# START OF ARTICLE

Review of ‘A wish upon a star’ by Jeannie Levig.

Leslie Raymond returns to her hometown in LA after a bad relationship that left her wary of straight women with children. Erica Cooper has a 7 year old girl with special needs and has learnt to stay independent and not to rely on anyone else. Not even her new next door neighbour Leslie who is so good to her daughter. It doesn’t hurt that Leslie is caring and gorgeous too. Will the stars align for them?

This is another fantastic book by Ms. Levig. It is not only a romance but also a story about maternal love, friendship and loyalty. Kudos to the author for featuring an older couple both in their early fifties but so full of life. Alongside them, there is Siena, Erica’s daughter who has ‘Autism Spectrum Disorder’. She is portrayed with incredible authenticity as both a child and a person with special needs. It seems that the author did her research well not only in Siena’s personality but also in her relationship with others.

# END OF ARTICLE
# START OF MATERIAL SUPPLIED

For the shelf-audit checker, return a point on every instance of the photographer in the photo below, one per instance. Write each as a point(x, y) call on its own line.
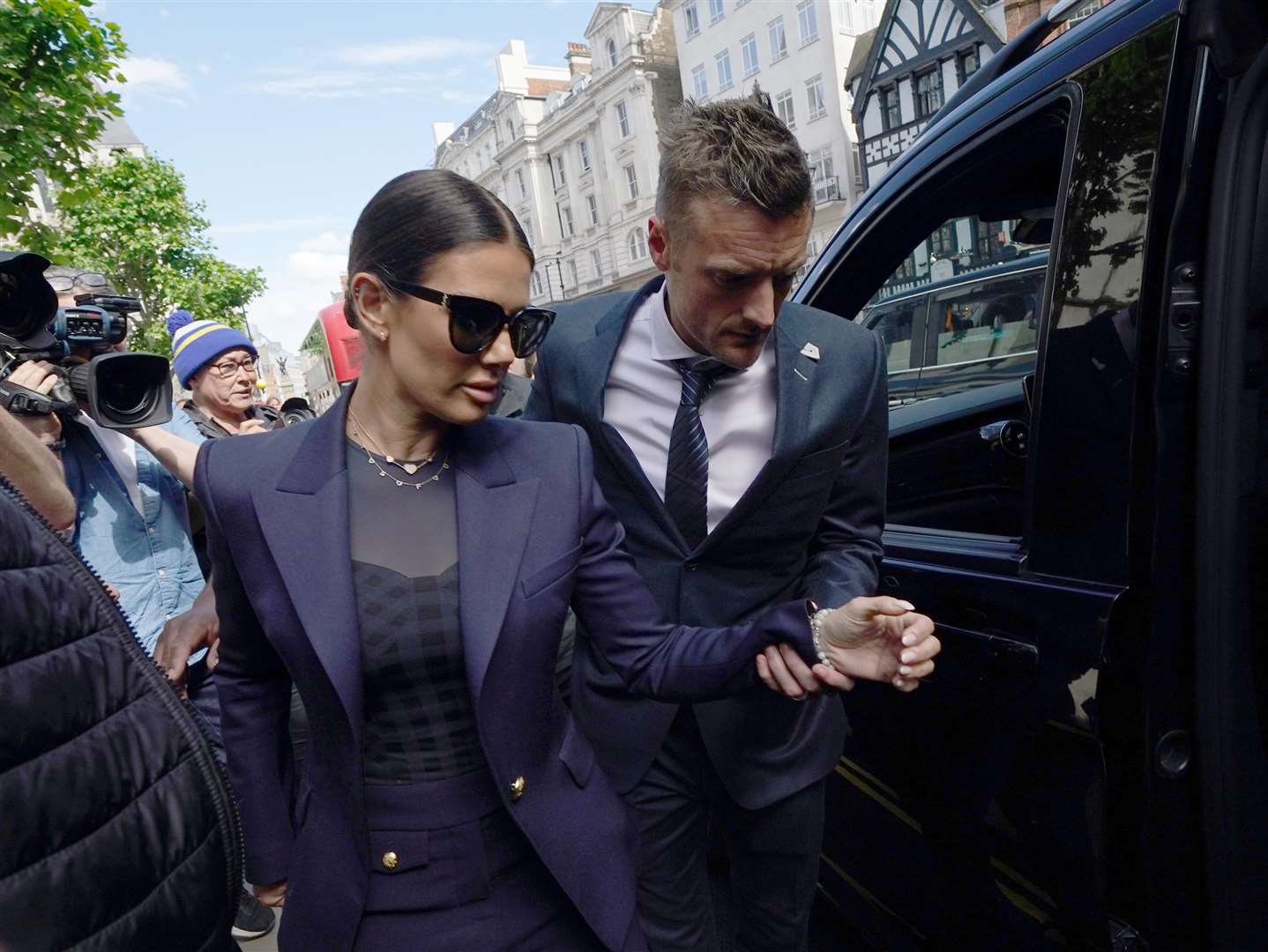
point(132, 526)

# END OF MATERIAL SUPPLIED
# START OF MATERIAL SUPPLIED

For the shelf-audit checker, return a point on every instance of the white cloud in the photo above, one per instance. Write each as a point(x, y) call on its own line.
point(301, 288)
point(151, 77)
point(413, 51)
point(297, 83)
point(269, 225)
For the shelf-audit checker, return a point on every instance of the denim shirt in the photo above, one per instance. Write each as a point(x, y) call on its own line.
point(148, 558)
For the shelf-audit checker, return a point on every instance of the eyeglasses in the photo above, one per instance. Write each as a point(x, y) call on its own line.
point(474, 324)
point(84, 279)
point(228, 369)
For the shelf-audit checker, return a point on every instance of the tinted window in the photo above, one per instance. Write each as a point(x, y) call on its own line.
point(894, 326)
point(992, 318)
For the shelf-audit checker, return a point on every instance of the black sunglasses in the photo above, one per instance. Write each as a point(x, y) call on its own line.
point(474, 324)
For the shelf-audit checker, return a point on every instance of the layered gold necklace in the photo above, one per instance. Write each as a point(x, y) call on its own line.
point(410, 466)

# END OF MATERIAL SUPPLIED

CHALLENGE 1: In the records, lay out as a numbered list the lines starting with the one containing "of the white" and going on through the one containing "point(269, 225)", both included and blank lines left out.
CHALLENGE 2: Proceed with the book review, writing on from its last sentence.
The records have nothing to do with the book review.

TASK ANSWER 1:
1. For the shelf-audit checker, return a point on every instance of the white cloud in the photo above, one per instance. Write each as a point(x, y) call on its own line.
2. point(301, 288)
3. point(151, 77)
4. point(413, 51)
5. point(297, 83)
6. point(269, 225)

TASK ANSWER 2:
They say that children and dogs steal a show and this is no exception. Side by side with the trio is Gus, a stray dog rescued by Leslie who is the epitome of the (wo)man’s best friend. I’m more of a cat person but Gus’s loyalty and bond with the mains really won my heart. Without him, the story would have lost some of its most inspiring and moving moments.

The romance is slow burn and the mains’ chemistry builds up exquisitely. These are women with some baggage but nothing feels contrived or forced. The dialogues are natural sounding and all the characters, main or secondary, human or otherwise, are well rounded and credible. Every single part of the story flows seamlessly and the setting is perfect. This has been a joy to read.

Overall, a fantastic romance with very credible characters and a believable story. 5 stars.

ARC provided by Netgalley and the publisher in exchange for an honest review.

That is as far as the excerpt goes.